Could you render every line of the material below as a Markdown table with the columns Row and Line, skipping blank lines and leaving the pictures out?
* * * *
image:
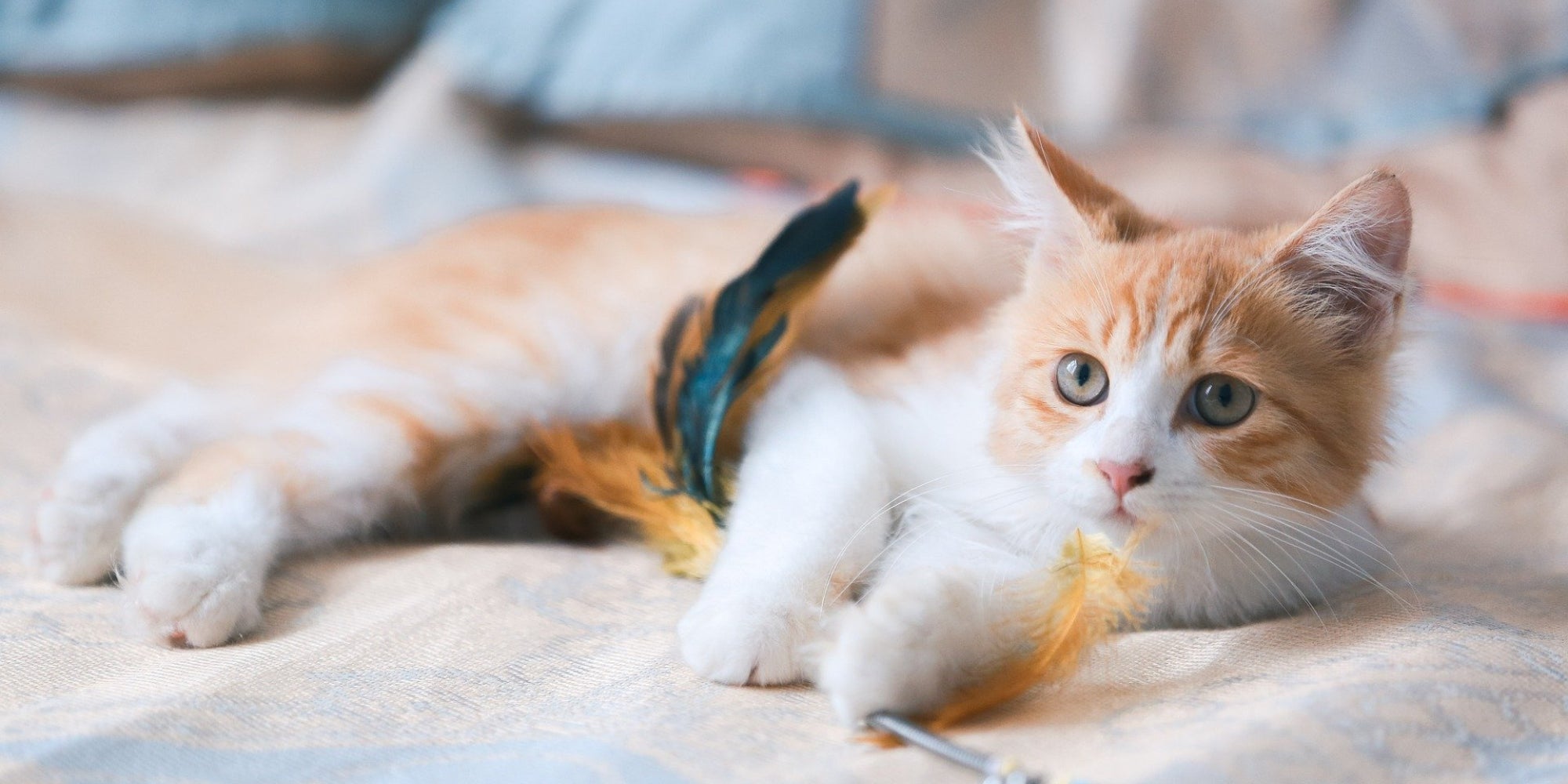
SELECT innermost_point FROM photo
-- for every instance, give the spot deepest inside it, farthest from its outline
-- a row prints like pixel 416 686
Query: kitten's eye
pixel 1222 401
pixel 1083 380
* * * *
RESULT BELOW.
| Row | Line |
|---|---|
| 1 | image: |
| 2 | SELECT innermost_point FROM photo |
| 3 | -- for every instance, give the spot deepest inside it, farthest from its outline |
| 4 | -- a row prints like pixel 416 686 |
| 5 | Query: kitten's eye |
| 6 | pixel 1222 401 |
| 7 | pixel 1083 380 |